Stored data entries
________________________
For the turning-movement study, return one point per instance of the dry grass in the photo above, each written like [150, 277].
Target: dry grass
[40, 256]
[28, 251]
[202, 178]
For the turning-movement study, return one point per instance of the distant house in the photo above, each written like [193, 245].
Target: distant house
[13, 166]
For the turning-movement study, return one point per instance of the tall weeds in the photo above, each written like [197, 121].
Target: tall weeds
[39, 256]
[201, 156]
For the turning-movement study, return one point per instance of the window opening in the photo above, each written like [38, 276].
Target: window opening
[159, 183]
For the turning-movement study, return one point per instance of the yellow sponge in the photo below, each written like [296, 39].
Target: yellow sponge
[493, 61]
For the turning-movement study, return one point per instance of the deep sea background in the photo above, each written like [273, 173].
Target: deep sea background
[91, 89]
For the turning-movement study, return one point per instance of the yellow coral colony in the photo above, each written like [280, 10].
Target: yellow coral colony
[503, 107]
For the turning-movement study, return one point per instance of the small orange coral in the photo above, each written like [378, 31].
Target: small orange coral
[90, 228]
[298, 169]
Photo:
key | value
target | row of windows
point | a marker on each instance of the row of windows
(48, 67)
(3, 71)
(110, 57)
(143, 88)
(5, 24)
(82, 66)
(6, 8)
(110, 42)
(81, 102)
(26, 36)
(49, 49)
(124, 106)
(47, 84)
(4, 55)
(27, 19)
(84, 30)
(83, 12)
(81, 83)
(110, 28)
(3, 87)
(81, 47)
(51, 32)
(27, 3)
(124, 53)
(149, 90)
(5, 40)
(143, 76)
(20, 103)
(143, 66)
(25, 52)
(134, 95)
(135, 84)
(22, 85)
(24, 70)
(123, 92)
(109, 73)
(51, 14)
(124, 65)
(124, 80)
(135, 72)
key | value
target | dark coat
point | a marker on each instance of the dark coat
________________________
=== Exercise prompt ===
Transcribe the data above in full, keeping every word as it is.

=== Solution for this exercise ===
For the turning-movement study, return one point per instance of the dry grass in the photo above, each written like [150, 277].
Target: dry grass
[40, 256]
[28, 251]
[202, 178]
For the turning-movement study, return one point per instance of the distant house in the photo above, each written like [193, 245].
Target: distant house
[13, 166]
For the turning-movement study, return one point per instance of the tall weeds in the photo above, each written like [197, 121].
Target: tall weeds
[39, 256]
[201, 156]
For the turning-movement study, return one point per instance of the window opening in the photo above, each written like [38, 276].
Target: window opening
[159, 183]
For the turning-movement study, return one point per instance of the yellow sponge in the photo below, each written like [296, 39].
Target: yellow sponge
[493, 61]
For the turning-movement study, return one point per instance of the deep sea background in the photo above, each written like [273, 173].
Target: deep sea background
[91, 89]
For the turning-movement study, return one point per instance of the yellow coral colony in the photo above, each written like [280, 10].
Target: yellow coral colony
[503, 107]
For the turning-movement study, return one point per instance of the small orange coral in the photo above, each written like [378, 31].
Target: small orange coral
[90, 228]
[298, 169]
Photo:
key | value
target | row of windows
point | a marker on each instance of the row of windows
(48, 67)
(3, 71)
(110, 57)
(143, 88)
(5, 24)
(82, 66)
(6, 8)
(110, 42)
(81, 102)
(26, 36)
(49, 49)
(124, 106)
(47, 84)
(4, 55)
(27, 19)
(84, 30)
(83, 12)
(81, 83)
(110, 28)
(3, 87)
(81, 47)
(51, 32)
(27, 3)
(124, 53)
(149, 90)
(5, 40)
(143, 76)
(20, 103)
(143, 66)
(25, 52)
(134, 95)
(135, 84)
(22, 85)
(24, 70)
(123, 92)
(109, 73)
(51, 14)
(124, 65)
(124, 80)
(135, 72)
key | value
target | dark coat
point | a marker on each instance of the dark coat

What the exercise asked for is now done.